Rewrite the material below, putting "pin" wherever "marker" occurs and leaving everything else unchanged.

(Dataset items)
--------

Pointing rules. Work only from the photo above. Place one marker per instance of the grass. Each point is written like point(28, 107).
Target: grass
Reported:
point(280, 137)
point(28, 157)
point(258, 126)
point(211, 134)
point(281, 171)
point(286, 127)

--------

Result:
Pointing rules. Work only from the photo above. Place one pin per instance of the grass. Each point is written like point(28, 107).
Target: grass
Reported:
point(280, 137)
point(28, 157)
point(258, 126)
point(211, 134)
point(281, 171)
point(286, 127)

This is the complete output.